### TRY IT
Change "document" to "file" and write out the lines from the start of the rows through the line that contains "positive clicks: (49, 41) (67, 49) (68, 65)", otherwise unchanged and without the pictures.

[Stored items]
--*--
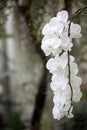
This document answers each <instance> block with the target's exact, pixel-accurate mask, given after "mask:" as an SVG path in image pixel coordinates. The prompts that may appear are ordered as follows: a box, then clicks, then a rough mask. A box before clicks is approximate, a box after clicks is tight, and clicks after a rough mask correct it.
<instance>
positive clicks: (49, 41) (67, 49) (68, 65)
mask: <svg viewBox="0 0 87 130" xmlns="http://www.w3.org/2000/svg"><path fill="white" fill-rule="evenodd" d="M69 23H70V21H68V12H67V11H65V10H63V11H60V12H58V13H57V16H56V17H53V18H51V19H50V21H49V23H47V24H46V25H45V26H44V28H43V30H42V34H43V35H44V37H43V39H42V44H41V49H42V50H43V52H44V53H45V55H46V56H49V55H52V58H50V59H49V60H48V62H47V64H46V68H47V69H48V70H49V72H50V73H51V74H52V78H51V83H50V87H51V89H52V90H53V94H54V97H53V103H54V107H53V117H54V118H55V119H58V120H60V119H61V118H63V117H64V116H66V117H68V118H72V117H73V114H72V109H73V106H72V103H73V102H79V101H80V99H81V96H82V93H81V92H80V85H81V83H82V80H81V78H80V77H78V76H77V74H78V66H77V64H76V63H75V59H74V57H73V56H71V55H69V59H68V52H69V51H71V48H72V46H73V43H72V38H80V37H81V27H80V25H79V24H75V23H73V22H71V25H70V35H69V36H68V30H69Z"/></svg>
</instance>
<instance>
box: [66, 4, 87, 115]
mask: <svg viewBox="0 0 87 130" xmlns="http://www.w3.org/2000/svg"><path fill="white" fill-rule="evenodd" d="M85 9H87V5H86V6H84V7H82V8H80V9H78V10H77V11H76V12H75V13H74V14H73V15H72V16H71V18H70V23H69V28H68V37H70V26H71V22H72V20H74V19H75V18H76V17H77V16H78V15H80V14H81V13H82V12H83V11H84V10H85ZM67 55H68V80H69V86H70V89H71V106H70V108H69V110H68V114H69V112H70V110H71V107H72V105H73V89H72V85H71V72H70V52H69V51H68V52H67Z"/></svg>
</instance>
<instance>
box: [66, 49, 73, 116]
mask: <svg viewBox="0 0 87 130" xmlns="http://www.w3.org/2000/svg"><path fill="white" fill-rule="evenodd" d="M67 54H68V80H69V86H70V89H71V106H70V108H69V110H68V114H69V112H70V110H71V107H72V105H73V89H72V85H71V72H70V54H69V51H68V52H67Z"/></svg>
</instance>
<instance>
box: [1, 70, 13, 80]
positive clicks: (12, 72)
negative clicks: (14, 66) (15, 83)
mask: <svg viewBox="0 0 87 130" xmlns="http://www.w3.org/2000/svg"><path fill="white" fill-rule="evenodd" d="M12 73H13V71H12V70H9V71H6V72H0V79H3V78H5V77H7V76H9V75H10V74H12Z"/></svg>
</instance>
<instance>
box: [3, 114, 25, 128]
mask: <svg viewBox="0 0 87 130" xmlns="http://www.w3.org/2000/svg"><path fill="white" fill-rule="evenodd" d="M6 124H7V126H8V127H7V128H6V129H5V130H22V129H24V128H25V127H24V122H23V121H22V119H21V113H18V112H13V113H11V114H10V115H9V117H8V118H7V122H6Z"/></svg>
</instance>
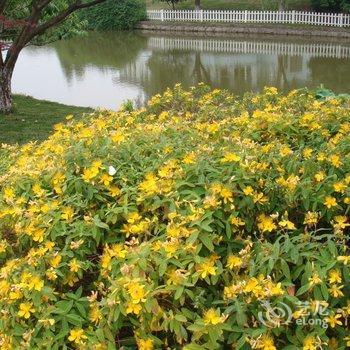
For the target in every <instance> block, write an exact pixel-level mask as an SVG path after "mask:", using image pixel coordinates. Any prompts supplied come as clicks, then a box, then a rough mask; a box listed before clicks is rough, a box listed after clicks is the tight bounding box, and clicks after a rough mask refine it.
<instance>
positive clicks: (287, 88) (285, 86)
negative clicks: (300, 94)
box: [276, 55, 290, 91]
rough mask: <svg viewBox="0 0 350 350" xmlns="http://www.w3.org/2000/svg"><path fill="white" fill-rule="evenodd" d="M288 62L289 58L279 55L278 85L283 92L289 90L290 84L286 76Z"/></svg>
mask: <svg viewBox="0 0 350 350" xmlns="http://www.w3.org/2000/svg"><path fill="white" fill-rule="evenodd" d="M287 60H288V56H282V55H278V57H277V81H276V83H277V84H276V85H277V86H278V87H280V89H282V90H284V91H285V90H289V89H290V87H289V83H288V78H287V74H286V64H287V63H288V62H286V61H287Z"/></svg>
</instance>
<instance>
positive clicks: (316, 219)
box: [304, 211, 320, 226]
mask: <svg viewBox="0 0 350 350" xmlns="http://www.w3.org/2000/svg"><path fill="white" fill-rule="evenodd" d="M319 216H320V215H319V213H315V212H312V211H308V212H307V213H306V214H305V218H304V224H307V225H309V226H311V225H316V224H317V222H318V219H319Z"/></svg>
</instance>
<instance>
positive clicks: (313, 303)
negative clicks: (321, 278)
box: [258, 300, 329, 328]
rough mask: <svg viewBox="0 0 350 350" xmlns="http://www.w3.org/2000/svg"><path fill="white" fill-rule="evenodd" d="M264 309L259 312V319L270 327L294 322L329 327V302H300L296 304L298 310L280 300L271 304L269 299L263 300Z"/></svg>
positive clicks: (316, 325)
mask: <svg viewBox="0 0 350 350" xmlns="http://www.w3.org/2000/svg"><path fill="white" fill-rule="evenodd" d="M261 306H262V307H263V310H262V311H260V312H259V313H258V319H259V321H260V322H261V323H262V324H263V325H265V326H266V327H269V328H275V327H280V326H282V325H288V324H290V323H291V322H292V320H293V319H295V320H294V322H295V323H296V324H297V325H301V326H321V327H322V328H327V327H328V324H327V321H326V319H325V316H328V315H329V312H328V310H327V307H328V304H327V303H326V304H325V303H323V302H318V301H315V302H313V304H311V303H309V302H299V303H297V304H296V310H295V311H294V312H293V311H292V308H291V307H290V306H289V305H287V304H285V303H283V302H278V303H277V304H276V305H271V303H270V302H269V301H267V300H264V301H262V302H261Z"/></svg>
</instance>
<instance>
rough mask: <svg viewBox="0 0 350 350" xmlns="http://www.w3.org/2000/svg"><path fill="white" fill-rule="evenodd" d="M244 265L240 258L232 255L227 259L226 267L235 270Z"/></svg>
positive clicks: (229, 256) (238, 256)
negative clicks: (237, 267) (236, 268)
mask: <svg viewBox="0 0 350 350" xmlns="http://www.w3.org/2000/svg"><path fill="white" fill-rule="evenodd" d="M242 264H243V261H242V259H241V258H240V257H239V256H235V255H230V256H229V257H228V258H227V264H226V266H227V267H228V268H229V269H231V270H232V269H234V268H235V267H241V266H242Z"/></svg>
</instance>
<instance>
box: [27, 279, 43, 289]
mask: <svg viewBox="0 0 350 350" xmlns="http://www.w3.org/2000/svg"><path fill="white" fill-rule="evenodd" d="M43 287H44V281H42V280H41V279H40V278H39V277H38V276H33V277H31V278H30V279H29V281H28V288H29V289H30V290H32V289H35V290H37V291H38V292H40V291H41V290H42V288H43Z"/></svg>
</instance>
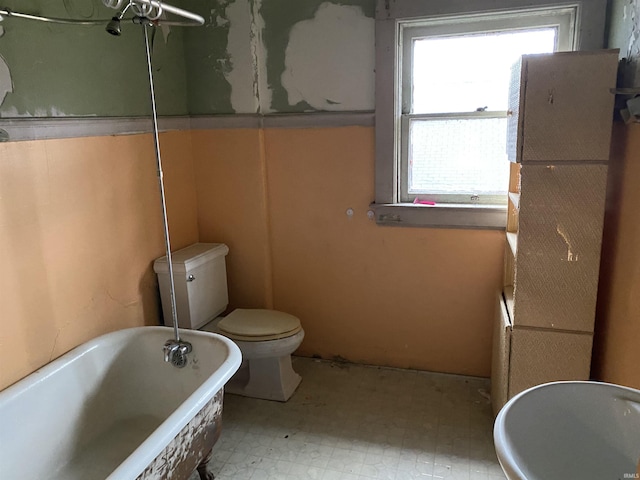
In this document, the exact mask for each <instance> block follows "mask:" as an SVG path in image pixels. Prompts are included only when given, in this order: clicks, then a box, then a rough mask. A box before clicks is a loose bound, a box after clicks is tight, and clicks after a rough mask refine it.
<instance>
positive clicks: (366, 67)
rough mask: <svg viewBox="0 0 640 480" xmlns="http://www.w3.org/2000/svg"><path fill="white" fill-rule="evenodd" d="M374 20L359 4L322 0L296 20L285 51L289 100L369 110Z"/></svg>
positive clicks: (324, 105)
mask: <svg viewBox="0 0 640 480" xmlns="http://www.w3.org/2000/svg"><path fill="white" fill-rule="evenodd" d="M373 45H374V20H373V19H371V18H367V17H366V16H365V14H364V12H363V11H362V9H361V8H360V7H358V6H346V5H336V4H333V3H329V2H326V3H323V4H322V5H320V7H318V10H317V11H316V13H315V15H314V17H313V19H311V20H303V21H301V22H298V23H296V24H295V25H294V26H293V28H292V29H291V33H290V34H289V44H288V45H287V48H286V51H285V71H284V72H283V73H282V77H281V80H282V86H283V87H284V88H285V89H286V90H287V94H288V102H289V105H296V104H298V103H299V102H302V101H304V102H306V103H307V104H309V105H310V106H311V107H312V108H313V109H316V110H372V109H373V107H374V83H373V74H374V68H375V56H374V50H373Z"/></svg>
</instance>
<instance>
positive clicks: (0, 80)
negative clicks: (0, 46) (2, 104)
mask: <svg viewBox="0 0 640 480" xmlns="http://www.w3.org/2000/svg"><path fill="white" fill-rule="evenodd" d="M11 92H13V81H12V80H11V71H10V70H9V65H7V62H5V60H4V58H2V55H0V105H2V103H3V102H4V99H5V98H6V97H7V93H11Z"/></svg>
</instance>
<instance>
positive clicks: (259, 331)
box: [153, 243, 304, 402]
mask: <svg viewBox="0 0 640 480" xmlns="http://www.w3.org/2000/svg"><path fill="white" fill-rule="evenodd" d="M228 252H229V248H228V247H227V246H226V245H224V244H222V243H196V244H193V245H190V246H188V247H186V248H183V249H181V250H178V251H176V252H174V253H173V254H172V255H171V258H172V265H173V277H174V286H175V295H176V307H177V315H178V326H179V327H180V328H190V329H196V328H197V329H200V330H205V331H208V332H214V333H219V334H221V335H224V336H226V337H228V338H230V339H232V340H233V341H234V342H235V343H236V344H237V345H238V347H239V348H240V351H241V352H242V365H241V366H240V369H239V370H238V371H237V372H236V374H235V375H234V376H233V378H231V380H229V382H228V383H227V385H226V386H225V390H226V391H227V392H229V393H235V394H238V395H244V396H247V397H254V398H263V399H267V400H279V401H281V402H286V401H287V400H288V399H289V398H290V397H291V395H293V392H294V391H295V390H296V388H297V387H298V385H299V384H300V381H301V380H302V378H301V377H300V375H298V374H297V373H296V372H294V371H293V367H292V366H291V354H292V353H293V352H294V351H295V350H296V349H297V348H298V347H299V346H300V344H301V343H302V339H303V338H304V330H302V326H301V325H300V320H299V319H298V318H297V317H294V316H293V315H289V314H288V313H283V312H277V311H275V310H261V309H236V310H234V311H233V312H231V313H230V314H229V315H227V316H226V317H218V315H220V314H221V313H222V312H224V311H225V309H226V308H227V304H228V302H229V296H228V292H227V273H226V266H225V256H226V255H227V253H228ZM153 269H154V270H155V272H156V274H157V275H158V283H159V285H160V297H161V299H162V310H163V313H164V323H165V325H173V320H172V318H171V299H170V293H169V269H168V264H167V258H166V257H162V258H159V259H157V260H156V261H155V262H154V264H153Z"/></svg>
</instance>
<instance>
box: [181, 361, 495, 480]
mask: <svg viewBox="0 0 640 480" xmlns="http://www.w3.org/2000/svg"><path fill="white" fill-rule="evenodd" d="M294 369H295V370H296V371H298V372H299V373H300V374H301V375H302V378H303V381H302V384H301V385H300V387H299V388H298V391H297V392H296V393H295V394H294V396H293V397H292V398H291V399H290V400H289V402H287V403H279V402H270V401H265V400H256V399H250V398H244V397H239V396H235V395H226V396H225V406H224V411H223V429H222V436H221V438H220V440H219V441H218V443H217V444H216V446H215V447H214V455H213V458H212V460H211V462H210V463H209V469H210V470H211V472H212V473H214V474H215V476H216V479H217V480H227V479H235V480H263V479H264V480H281V479H282V480H304V479H314V480H356V479H385V480H412V479H425V480H429V479H447V480H498V479H501V480H504V478H505V477H504V475H503V473H502V470H501V469H500V466H499V465H498V461H497V459H496V457H495V453H494V449H493V441H492V424H493V416H492V414H491V406H490V403H489V400H488V395H487V391H488V388H489V382H488V380H486V379H478V378H473V377H462V376H456V375H444V374H436V373H426V372H418V371H411V370H398V369H388V368H377V367H366V366H360V365H353V364H345V363H333V362H326V361H320V360H313V359H308V358H298V357H296V358H294ZM192 479H194V480H195V479H197V476H194V477H192Z"/></svg>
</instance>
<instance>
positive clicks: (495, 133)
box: [408, 118, 509, 195]
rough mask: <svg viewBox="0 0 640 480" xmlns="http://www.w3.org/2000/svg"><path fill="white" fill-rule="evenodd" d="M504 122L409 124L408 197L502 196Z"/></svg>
mask: <svg viewBox="0 0 640 480" xmlns="http://www.w3.org/2000/svg"><path fill="white" fill-rule="evenodd" d="M506 125H507V119H506V118H479V119H445V120H411V121H410V124H409V152H408V153H409V159H408V160H409V194H413V195H415V194H421V193H435V194H470V195H471V194H476V195H482V194H484V195H506V194H507V186H508V184H509V162H508V160H507V155H506V153H505V143H506V132H507V127H506Z"/></svg>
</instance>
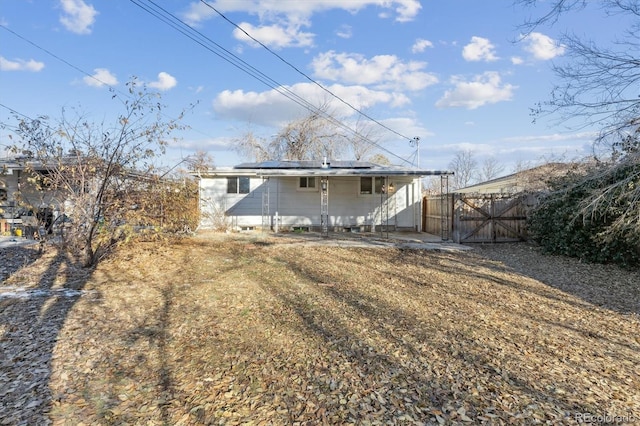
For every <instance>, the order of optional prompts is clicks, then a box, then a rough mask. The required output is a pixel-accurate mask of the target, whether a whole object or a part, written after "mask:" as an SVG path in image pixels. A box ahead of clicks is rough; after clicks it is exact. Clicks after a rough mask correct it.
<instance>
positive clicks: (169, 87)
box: [149, 71, 178, 91]
mask: <svg viewBox="0 0 640 426" xmlns="http://www.w3.org/2000/svg"><path fill="white" fill-rule="evenodd" d="M176 84H178V81H177V80H176V79H175V77H174V76H172V75H171V74H168V73H166V72H164V71H163V72H161V73H159V74H158V80H157V81H153V82H151V83H149V87H152V88H154V89H158V90H162V91H166V90H169V89H173V88H174V87H176Z"/></svg>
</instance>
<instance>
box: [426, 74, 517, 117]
mask: <svg viewBox="0 0 640 426" xmlns="http://www.w3.org/2000/svg"><path fill="white" fill-rule="evenodd" d="M452 83H453V84H454V86H455V87H454V89H453V90H447V91H446V92H445V94H444V96H443V97H442V98H440V99H439V100H438V101H437V102H436V107H438V108H451V107H464V108H467V109H476V108H479V107H481V106H483V105H486V104H494V103H497V102H502V101H508V100H511V98H512V97H513V92H514V90H515V89H517V86H513V85H511V84H503V83H502V81H501V78H500V75H499V74H498V73H497V72H485V73H484V74H481V75H478V76H476V77H475V78H474V79H473V80H472V81H465V80H463V79H461V78H458V77H454V78H453V80H452Z"/></svg>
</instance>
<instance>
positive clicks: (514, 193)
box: [452, 163, 580, 195]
--*--
### SOLUTION TO THIS TASK
This file answers each <instance> block with the target's exact, pixel-accurate mask, given after "mask:" as an SVG path in image pixel coordinates. The prompts that may appear are ordered as follows: a box, then clicks, then a rough mask. A box before clicks is approximate, a box after clicks is tight, and clicks after a rough mask correct it.
<instance>
positive clicks: (49, 41) (67, 49) (68, 65)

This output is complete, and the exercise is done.